[DOCUMENT PASSAGE — start]

The Mitchell Map has been described, and rightly so, as the most important map in North American history. The most comprehensive map of North America produced during the Colonial Era, it represented the various territorial claims made not only by the competing British and French empires but also by the various British colonies. It has accordingly served, as recently as 1932, in legal disputes between eastern states. More importantly, it was the map on which the boundaries of the new United States were defined by American and British negotiators in Paris in 1782-83; in that capacity, it has continued to be of importance right up to the 1980s US-Canadian dispute over the Gulf of Maine fisheries.
The map donated to the Osher Map Library is therefore a doubly important historical document. It is, in its own right, a map of great significance for American history. It is, furthermore, one of only three known to exist world-wide which have been annotated with eighteenth-century treaty lines, including the “red line” of the U.S. boundary.
The size of the Mitchell Map — about 6½ feet wide by 4½ feet high — and its great detail might lead the reader to think that its maker was an accomplished map-maker. However John Mitchell had no prior mapping experience. Born in Lancaster County, Virginia, in 1711, Mitchell studied medicine at the University of Edinburgh, Scotland. Practicing medicine back in Virginia, he spent his spare time examining the local flora. A serious illness forced him to return to England in 1746. Once recovered, his interests increasingly turned to publicizing the French threat to the British colonies.
By 1746, North America was a stage set for an imperial struggle. The British and the French both claimed substantial areas of the lands east of the Mississippi and north of Spanish Florida. The Treaty of Utrecht (1713-14) had brought an end to a global war between the two powers, whose colonial campaigns are known as Queen Anne’s War. A significant portion of the treaty had clarified and defined the boundaries between the territories claimed by the two nations in North America. Thirty-five years later, however, British colonists were increasingly convinced that the treaty had failed: the French were encroaching on British territory.

[DOCUMENT PASSAGE — finish]
[RECORDED INFORMATION — start]

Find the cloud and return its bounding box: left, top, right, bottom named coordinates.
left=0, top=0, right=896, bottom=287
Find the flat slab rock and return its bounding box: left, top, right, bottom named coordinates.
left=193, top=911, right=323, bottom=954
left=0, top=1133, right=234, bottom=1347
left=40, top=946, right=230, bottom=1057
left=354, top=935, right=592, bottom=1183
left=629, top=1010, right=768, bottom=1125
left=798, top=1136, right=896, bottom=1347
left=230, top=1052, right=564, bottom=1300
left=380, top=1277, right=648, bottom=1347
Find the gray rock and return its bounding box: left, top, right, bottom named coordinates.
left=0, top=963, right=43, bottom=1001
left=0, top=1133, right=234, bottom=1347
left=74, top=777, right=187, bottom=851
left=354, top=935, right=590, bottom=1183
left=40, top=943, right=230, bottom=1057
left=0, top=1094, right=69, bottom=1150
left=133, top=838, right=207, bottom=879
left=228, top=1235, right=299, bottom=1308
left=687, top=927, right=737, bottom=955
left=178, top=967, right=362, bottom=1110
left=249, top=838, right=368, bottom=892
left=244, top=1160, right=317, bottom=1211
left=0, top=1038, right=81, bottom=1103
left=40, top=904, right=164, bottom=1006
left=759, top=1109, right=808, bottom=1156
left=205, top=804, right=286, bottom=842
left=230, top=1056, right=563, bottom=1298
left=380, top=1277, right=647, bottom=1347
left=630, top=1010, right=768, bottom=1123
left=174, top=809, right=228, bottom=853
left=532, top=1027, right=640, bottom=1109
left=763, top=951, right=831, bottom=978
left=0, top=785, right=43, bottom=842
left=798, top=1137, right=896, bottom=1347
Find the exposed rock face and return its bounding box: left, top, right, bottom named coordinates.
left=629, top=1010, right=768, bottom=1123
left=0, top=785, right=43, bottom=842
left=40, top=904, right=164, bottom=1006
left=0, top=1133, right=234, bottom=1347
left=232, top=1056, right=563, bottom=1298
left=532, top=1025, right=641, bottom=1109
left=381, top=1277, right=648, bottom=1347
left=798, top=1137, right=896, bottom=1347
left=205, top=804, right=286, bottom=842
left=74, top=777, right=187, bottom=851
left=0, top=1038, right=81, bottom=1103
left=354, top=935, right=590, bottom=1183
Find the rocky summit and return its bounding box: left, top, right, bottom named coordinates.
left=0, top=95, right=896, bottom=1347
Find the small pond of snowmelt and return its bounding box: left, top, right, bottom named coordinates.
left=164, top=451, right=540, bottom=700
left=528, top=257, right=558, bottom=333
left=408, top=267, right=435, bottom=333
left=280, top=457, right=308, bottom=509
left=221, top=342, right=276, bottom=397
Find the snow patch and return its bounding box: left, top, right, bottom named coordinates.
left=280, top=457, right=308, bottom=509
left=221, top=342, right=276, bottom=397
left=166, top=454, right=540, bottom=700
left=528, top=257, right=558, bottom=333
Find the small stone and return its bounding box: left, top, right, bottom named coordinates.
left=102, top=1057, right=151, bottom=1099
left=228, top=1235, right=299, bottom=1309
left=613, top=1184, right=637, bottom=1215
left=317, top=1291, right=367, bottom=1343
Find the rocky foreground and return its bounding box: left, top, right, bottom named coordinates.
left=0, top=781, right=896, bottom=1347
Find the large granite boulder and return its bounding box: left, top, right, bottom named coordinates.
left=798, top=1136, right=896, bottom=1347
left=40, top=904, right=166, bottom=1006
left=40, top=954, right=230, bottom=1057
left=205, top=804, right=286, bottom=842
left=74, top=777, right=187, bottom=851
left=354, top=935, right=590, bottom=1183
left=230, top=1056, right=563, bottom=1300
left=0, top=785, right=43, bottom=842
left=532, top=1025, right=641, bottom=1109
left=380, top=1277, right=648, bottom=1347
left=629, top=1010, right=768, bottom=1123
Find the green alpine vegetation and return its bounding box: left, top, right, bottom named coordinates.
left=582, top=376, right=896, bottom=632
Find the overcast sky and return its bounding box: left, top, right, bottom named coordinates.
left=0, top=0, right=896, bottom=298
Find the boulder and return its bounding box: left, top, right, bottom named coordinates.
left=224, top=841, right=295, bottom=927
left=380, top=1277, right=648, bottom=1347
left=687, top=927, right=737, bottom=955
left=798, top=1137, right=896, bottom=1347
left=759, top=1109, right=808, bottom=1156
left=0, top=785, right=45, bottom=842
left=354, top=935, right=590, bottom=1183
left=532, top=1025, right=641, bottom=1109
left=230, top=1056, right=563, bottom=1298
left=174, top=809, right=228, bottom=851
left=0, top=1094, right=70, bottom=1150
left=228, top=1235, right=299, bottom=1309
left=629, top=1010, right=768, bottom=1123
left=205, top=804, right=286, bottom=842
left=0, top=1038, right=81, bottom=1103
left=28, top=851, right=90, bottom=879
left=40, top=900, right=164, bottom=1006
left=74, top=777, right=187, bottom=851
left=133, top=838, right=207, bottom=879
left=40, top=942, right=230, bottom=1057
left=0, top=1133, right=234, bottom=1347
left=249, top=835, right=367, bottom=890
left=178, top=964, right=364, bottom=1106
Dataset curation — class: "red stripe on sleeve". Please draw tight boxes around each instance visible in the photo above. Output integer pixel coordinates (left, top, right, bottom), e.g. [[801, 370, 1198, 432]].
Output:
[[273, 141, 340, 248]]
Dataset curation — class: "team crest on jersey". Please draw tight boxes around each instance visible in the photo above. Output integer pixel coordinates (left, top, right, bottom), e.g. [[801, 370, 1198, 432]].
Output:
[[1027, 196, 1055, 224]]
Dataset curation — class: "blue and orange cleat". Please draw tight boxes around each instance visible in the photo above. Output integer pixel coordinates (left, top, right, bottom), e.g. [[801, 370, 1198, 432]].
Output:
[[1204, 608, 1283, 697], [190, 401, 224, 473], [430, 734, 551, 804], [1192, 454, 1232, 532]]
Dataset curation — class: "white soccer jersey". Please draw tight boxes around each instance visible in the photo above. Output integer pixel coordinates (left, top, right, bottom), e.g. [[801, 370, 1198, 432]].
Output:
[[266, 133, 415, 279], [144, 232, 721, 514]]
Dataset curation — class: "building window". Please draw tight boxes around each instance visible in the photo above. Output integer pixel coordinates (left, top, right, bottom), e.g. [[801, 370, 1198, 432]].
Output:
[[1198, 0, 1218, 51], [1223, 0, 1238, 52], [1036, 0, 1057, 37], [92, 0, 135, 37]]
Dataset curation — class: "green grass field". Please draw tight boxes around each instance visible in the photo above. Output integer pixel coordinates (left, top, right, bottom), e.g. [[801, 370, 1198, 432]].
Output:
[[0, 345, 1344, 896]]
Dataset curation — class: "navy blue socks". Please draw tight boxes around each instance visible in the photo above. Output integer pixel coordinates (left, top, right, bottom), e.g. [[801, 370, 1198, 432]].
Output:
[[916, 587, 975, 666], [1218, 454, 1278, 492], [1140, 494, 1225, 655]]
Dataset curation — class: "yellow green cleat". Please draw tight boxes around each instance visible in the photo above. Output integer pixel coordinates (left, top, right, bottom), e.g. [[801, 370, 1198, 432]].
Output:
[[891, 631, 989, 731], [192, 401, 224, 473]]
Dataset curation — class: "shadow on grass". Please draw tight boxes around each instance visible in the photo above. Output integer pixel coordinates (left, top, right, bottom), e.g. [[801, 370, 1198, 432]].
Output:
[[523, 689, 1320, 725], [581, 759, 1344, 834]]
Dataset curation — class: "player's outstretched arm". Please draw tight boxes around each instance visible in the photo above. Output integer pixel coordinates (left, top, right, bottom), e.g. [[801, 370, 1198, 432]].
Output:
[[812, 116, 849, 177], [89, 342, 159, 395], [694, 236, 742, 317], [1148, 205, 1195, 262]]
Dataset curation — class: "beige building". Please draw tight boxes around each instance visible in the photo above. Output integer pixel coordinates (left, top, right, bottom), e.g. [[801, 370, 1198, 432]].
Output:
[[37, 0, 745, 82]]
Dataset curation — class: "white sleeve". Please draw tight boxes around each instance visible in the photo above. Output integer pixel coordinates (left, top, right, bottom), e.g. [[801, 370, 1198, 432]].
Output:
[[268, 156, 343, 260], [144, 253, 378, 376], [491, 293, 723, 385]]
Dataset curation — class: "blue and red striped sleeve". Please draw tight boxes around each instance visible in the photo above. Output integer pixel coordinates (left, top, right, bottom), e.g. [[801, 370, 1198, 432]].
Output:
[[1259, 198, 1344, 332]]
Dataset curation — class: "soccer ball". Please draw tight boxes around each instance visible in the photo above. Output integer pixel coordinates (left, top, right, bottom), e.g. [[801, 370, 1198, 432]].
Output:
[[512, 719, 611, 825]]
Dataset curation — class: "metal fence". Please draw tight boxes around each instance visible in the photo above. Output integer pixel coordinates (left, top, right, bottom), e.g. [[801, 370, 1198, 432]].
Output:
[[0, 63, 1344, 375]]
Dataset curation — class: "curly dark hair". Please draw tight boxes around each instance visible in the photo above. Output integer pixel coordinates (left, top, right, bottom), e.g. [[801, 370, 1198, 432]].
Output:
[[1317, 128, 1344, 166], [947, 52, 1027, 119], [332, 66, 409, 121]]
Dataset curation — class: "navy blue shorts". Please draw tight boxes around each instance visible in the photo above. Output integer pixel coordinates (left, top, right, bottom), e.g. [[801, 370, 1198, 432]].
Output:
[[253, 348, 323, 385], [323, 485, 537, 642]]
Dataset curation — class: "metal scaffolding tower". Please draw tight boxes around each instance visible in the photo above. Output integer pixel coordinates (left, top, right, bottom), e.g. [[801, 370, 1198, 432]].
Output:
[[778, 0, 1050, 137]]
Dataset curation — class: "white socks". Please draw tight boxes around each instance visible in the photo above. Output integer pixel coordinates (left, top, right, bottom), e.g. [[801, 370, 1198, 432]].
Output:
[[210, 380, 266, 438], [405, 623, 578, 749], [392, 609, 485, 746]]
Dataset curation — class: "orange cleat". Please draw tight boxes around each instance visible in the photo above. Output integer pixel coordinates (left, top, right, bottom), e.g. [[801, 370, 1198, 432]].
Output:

[RECORDED INFORMATION — finish]

### INSTRUCTIONS TO FOLLOW
Write the next few paragraphs of the Mitchell Map history, picking up right after the sentence about the French encroaching on British territory.

### ANSWER TO THE EXERCISE
It was in this context that Mitchell made his map. His purpose was to present to the British public an image of all of the colonies so that the true scale and extent of the French threat could be exposed. He completed his first draft in 1750. Because it was based only on the publicly available sources of information, this first map was rather crude, even in Mitchell’s own opinion. But word of Mitchell’s work spread through elite London society. The Board of Trade and Plantations, the government agency with responsibility for the colonies, retained Mitchell to make a new map using the official maps and reports in the Board’s possession. The Board also sent instructions to the colonial governors requiring them to send detailed maps and boundary information back to London for Mitchell’s use.
Andrew Millar published Mitchell’s map in 1755, the year before war broke out with the French. In addition to the geographical outline of the continent and the European colonies, Mitchell also included many textual legends describing the extent of British and French settlements. Mitchell always gave the benefit of any doubt to the British claims. He also submitted a report to the Board in 1752, listing the French encroachments and suggesting new strategies to encourage British settlement between the Appalachians and the Mississippi in order to counteract the growing French influence. Mitchell is usually credited with authorship of an anonymous tract published in London, The Contest in America Between Great Britain and France by an Impartial Hand (1756), which again voiced concern with French expansion.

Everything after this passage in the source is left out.